DATA FOR THIS EXERCISE —
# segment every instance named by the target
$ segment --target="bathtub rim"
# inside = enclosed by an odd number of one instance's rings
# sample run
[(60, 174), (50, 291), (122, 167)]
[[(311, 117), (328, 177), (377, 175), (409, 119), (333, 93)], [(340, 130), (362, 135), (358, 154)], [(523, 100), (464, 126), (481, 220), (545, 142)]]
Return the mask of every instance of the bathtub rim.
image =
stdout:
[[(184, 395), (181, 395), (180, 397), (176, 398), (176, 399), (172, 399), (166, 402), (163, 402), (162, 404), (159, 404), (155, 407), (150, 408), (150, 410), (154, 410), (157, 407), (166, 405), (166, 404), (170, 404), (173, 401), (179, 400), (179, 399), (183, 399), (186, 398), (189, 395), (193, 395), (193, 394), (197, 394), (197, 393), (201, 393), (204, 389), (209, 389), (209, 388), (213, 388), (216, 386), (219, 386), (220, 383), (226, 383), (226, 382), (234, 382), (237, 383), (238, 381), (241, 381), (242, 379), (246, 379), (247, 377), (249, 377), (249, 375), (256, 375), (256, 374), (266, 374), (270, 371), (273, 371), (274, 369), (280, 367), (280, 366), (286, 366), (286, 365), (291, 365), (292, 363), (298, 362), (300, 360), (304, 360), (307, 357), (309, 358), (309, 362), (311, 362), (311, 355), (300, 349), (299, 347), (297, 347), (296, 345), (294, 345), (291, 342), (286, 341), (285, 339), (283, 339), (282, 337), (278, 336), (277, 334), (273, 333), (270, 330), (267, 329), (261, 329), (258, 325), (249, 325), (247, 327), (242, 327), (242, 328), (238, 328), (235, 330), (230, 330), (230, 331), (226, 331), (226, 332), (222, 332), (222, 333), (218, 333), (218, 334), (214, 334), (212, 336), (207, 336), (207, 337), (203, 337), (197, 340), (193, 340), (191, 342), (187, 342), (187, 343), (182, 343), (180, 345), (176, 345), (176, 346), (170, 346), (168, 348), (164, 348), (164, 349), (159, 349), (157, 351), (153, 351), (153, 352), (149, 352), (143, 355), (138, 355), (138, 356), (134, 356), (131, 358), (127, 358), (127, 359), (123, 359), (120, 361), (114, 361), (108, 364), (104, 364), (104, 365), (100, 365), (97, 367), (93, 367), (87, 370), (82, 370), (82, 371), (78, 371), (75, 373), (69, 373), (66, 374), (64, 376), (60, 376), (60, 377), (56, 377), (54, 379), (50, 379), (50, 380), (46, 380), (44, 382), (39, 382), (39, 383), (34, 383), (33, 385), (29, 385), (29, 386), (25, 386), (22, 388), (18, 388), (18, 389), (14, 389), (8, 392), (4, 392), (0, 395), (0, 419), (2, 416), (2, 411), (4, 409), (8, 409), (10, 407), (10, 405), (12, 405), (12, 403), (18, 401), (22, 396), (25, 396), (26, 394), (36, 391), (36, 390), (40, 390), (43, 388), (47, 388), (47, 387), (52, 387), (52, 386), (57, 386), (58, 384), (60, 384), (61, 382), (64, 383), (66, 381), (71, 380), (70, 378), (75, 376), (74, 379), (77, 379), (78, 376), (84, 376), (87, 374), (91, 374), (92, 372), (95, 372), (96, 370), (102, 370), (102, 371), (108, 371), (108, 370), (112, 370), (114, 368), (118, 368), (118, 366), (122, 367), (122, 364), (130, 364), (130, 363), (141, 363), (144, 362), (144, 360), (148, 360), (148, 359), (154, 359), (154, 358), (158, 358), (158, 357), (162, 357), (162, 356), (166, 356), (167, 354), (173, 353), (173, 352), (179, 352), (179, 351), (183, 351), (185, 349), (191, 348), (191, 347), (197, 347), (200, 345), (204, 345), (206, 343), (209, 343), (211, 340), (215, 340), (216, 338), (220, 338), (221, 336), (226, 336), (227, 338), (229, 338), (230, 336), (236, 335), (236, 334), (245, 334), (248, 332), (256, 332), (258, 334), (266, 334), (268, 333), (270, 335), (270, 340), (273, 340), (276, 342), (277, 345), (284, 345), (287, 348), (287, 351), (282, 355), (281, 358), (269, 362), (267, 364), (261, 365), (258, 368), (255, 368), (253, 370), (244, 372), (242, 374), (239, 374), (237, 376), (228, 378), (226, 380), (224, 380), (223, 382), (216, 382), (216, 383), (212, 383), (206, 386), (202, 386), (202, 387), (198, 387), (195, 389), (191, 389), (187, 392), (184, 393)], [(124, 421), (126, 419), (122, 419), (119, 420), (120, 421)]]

TASK DIRECTIONS — Go through the records line by line, and copy each line that holds the string "every".

RESPONSE BOX —
# segment every instance named by the target
Return the mask of every instance of the bathtub rim.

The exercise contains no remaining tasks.